PROVIDED RECORDS:
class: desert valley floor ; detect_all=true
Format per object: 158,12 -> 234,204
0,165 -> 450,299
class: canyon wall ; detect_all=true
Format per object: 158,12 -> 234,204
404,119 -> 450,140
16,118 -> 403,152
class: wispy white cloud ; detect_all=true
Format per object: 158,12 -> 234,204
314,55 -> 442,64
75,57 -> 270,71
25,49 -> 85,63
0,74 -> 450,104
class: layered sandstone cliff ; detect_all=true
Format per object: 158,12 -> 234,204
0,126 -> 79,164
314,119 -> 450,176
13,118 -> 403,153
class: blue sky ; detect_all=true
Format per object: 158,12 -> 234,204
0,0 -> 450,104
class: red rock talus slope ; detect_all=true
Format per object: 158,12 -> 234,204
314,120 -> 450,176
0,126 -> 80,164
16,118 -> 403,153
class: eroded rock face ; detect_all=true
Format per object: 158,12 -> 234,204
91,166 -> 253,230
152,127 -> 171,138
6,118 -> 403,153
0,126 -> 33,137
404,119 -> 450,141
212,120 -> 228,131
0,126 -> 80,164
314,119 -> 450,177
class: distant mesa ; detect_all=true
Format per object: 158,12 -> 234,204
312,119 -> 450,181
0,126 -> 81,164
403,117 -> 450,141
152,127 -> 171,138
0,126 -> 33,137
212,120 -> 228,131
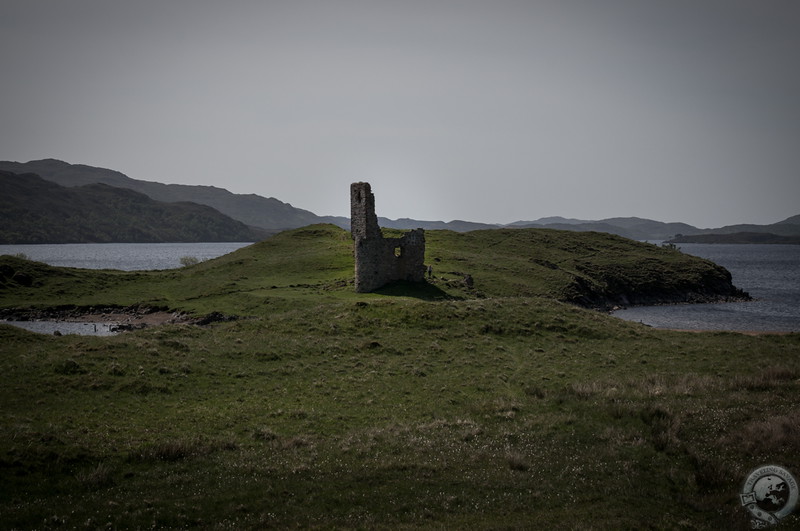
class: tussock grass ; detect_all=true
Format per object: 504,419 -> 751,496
0,227 -> 800,529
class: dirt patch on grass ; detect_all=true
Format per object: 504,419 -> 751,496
0,306 -> 236,331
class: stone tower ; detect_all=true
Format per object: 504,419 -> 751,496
350,183 -> 425,293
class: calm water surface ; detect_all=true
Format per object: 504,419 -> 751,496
0,242 -> 251,336
0,242 -> 251,271
614,244 -> 800,332
0,243 -> 800,333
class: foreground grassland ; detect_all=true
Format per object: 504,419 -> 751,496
0,226 -> 800,529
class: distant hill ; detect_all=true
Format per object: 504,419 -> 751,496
0,159 -> 328,231
0,159 -> 800,240
0,171 -> 269,244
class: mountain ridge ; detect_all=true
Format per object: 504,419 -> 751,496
0,170 -> 269,244
0,159 -> 800,241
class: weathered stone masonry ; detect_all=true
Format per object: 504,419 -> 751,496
350,183 -> 425,293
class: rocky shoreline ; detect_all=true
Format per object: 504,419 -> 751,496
0,305 -> 235,332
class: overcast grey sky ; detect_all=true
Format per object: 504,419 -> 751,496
0,0 -> 800,227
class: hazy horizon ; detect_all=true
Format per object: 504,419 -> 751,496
0,0 -> 800,228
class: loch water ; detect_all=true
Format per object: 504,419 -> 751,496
0,242 -> 251,271
613,244 -> 800,332
0,243 -> 800,333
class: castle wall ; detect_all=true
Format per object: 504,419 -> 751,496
350,183 -> 425,293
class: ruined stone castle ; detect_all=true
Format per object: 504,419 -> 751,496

STATED PROBLEM: Can you update the lines starting at the one containing "class: blue sky ; detect_all=true" and ending at the one containing "16,118 -> 403,153" so that "talus slope" becomes "scree slope", with everything else left unchanged?

FINAL RESULT:
class: blue sky ; detect_all=true
Format per object: 158,12 -> 234,204
0,0 -> 450,104
class: red rock scree slope ; detect_all=true
Format per object: 158,12 -> 234,204
314,120 -> 450,176
0,126 -> 80,164
16,118 -> 403,153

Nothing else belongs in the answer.